BEGIN Study material

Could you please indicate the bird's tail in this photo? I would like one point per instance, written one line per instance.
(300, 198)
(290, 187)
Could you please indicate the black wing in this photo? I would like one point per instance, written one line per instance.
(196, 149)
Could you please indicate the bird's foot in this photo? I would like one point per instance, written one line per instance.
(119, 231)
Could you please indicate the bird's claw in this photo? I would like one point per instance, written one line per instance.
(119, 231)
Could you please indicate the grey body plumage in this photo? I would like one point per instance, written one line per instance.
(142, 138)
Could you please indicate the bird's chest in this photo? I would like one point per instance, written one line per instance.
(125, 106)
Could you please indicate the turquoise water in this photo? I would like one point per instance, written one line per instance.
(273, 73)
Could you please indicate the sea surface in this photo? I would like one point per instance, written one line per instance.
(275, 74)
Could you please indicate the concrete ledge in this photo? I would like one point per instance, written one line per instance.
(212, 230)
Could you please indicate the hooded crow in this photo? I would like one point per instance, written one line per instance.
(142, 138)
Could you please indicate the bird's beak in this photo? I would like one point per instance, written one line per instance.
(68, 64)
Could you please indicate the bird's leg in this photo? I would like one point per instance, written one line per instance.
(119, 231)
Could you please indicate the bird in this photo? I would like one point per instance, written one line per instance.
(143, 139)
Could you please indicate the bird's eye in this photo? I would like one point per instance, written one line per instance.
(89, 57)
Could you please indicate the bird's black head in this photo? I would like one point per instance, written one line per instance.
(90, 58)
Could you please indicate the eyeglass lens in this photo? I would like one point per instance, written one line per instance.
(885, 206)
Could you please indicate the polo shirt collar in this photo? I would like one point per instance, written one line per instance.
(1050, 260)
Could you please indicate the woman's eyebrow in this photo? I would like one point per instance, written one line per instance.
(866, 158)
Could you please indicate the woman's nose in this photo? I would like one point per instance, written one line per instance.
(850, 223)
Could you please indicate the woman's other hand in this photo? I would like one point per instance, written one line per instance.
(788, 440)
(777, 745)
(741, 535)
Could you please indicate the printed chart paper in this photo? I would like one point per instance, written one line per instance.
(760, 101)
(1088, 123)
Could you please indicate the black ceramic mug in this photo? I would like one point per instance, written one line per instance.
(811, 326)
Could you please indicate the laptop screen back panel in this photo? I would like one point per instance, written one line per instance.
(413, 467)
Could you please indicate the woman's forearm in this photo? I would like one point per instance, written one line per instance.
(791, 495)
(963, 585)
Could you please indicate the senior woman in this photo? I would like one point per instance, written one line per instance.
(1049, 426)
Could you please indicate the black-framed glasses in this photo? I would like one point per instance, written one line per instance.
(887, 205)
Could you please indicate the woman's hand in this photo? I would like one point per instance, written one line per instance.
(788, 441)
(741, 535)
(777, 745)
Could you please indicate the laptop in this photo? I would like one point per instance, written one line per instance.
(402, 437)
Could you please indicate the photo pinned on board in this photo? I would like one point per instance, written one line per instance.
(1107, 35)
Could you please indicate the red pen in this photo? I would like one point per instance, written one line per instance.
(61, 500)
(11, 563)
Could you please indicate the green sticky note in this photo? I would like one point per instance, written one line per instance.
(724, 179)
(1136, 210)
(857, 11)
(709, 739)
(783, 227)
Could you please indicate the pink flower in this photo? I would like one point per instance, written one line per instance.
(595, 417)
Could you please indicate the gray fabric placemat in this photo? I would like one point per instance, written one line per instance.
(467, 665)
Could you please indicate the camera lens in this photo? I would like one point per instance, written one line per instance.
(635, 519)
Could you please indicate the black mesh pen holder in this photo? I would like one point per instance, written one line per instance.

END Study material

The task:
Transcribe the data in full, keeping every detail.

Your solution:
Could you please indicate the bird's tail in this photo? I would like one point per instance, written one line per instance.
(300, 198)
(290, 187)
Could you please indicate the black wing in this photo? I would like one point per instance, written one line per instance.
(196, 149)
Could you please indicate the bird's foot in this photo? I would like one point per instance, written one line per instance.
(119, 231)
Could you please indicate the bird's claw in this photo? I would like one point per instance, written one line per instance.
(119, 231)
Could you please indicate the grey body plumage in this photo? I would like one point per instance, written one line per instance.
(142, 138)
Could you please indicate the bird's chest in this photo? I would like one point per instance, written one line per instance.
(125, 106)
Could you please indicate the turquoise water in this photo? I would like one point per instance, written one line per instance.
(273, 73)
Could you please indicate the sea surface in this photo? I would like one point per instance, written one line per instance.
(275, 74)
Could you please indicate the concrete ledge in this photo? I would like one point per instance, written one line per instance.
(212, 230)
Could you please indicate the hooded crow in this photo? I would like one point per instance, written one line per instance.
(142, 138)
Could you please indicate the bird's beak in this photo? I would like one point per instance, written one line per instance.
(68, 64)
Could you please indicate the bird's leg in this photo? I would like one point per instance, written one line per instance.
(119, 231)
Could you please indicate the bird in this photo? I would like one point per instance, written one line per instance.
(143, 139)
Could you please indicate the bird's eye in this photo? I would like one point per instance, written one line per instance.
(89, 57)
Could you please indicate the bird's black head in this photo? I would like one point per instance, written one line per instance.
(90, 58)
Could you please indicate the eyeglass lens in this photo? I would like one point per instance, written one line per instance.
(885, 206)
Could you please indicate the polo shirt collar in this photo? I would like one point per instance, written one line per instance.
(1050, 260)
Could you please indicate the woman's eyebrow in this photo? I would like one point per instance, written one line per instance.
(866, 158)
Could you please indicate the woman's nose in this photo? I would like one point per instance, written one line per instance.
(850, 223)
Could you please indicate the woman's other hand in this photo? I would like one point per instance, written one line per instance.
(788, 440)
(777, 745)
(741, 535)
Could you please indicate the printed chart paper in this photo? I would like one point per instance, written one line per instance.
(760, 101)
(1088, 123)
Could you please indicate the black ceramic mug in this photo? I would like one point per instance, written one line per instance.
(811, 326)
Could you please indicate the laptop screen back panel in this photo? I would like one point per instance, written one line per instance.
(413, 467)
Could you please indicate the woman's forearm in this photo? I would like one point per instance, written one line per instance.
(791, 495)
(963, 585)
Could you please indicate the senior woman in this photo? I would like one point per instance, written one line per instance.
(1049, 426)
Could you please indicate the black-framed glasses in this photo? I would like one point per instance, written one line per instance.
(887, 205)
Could you please indicate the woman's hand in this photo? I would like one point per instance, written one line per instance.
(788, 441)
(741, 535)
(777, 745)
Could you please indicate the laptop in this photo? I would like one point per instance, written one line per instance.
(402, 437)
Could you please indicate the photo pinned on board in this photo? I would like one point per instance, written one line per instance.
(1107, 35)
Could you please indicate the red pen in this photo? I would like one point per instance, written one line per instance.
(61, 500)
(11, 563)
Could you please indicate the green sticky note in this photo? I would like one point per instance, written one line per instance.
(724, 179)
(1136, 210)
(857, 11)
(709, 739)
(783, 227)
Could you please indicate the pink flower in this photo? I would like one point per instance, written one line per instance.
(595, 417)
Could you please indicate the gray fabric placemat in this photo? I would like one point per instance, written one line per instance.
(467, 665)
Could you please indicate the camera lens in this photo? I would like one point per instance, written one line per instance.
(635, 519)
Could you please indicate the black mesh pen holder in this photo? I would like one point per instance, written one line per instance.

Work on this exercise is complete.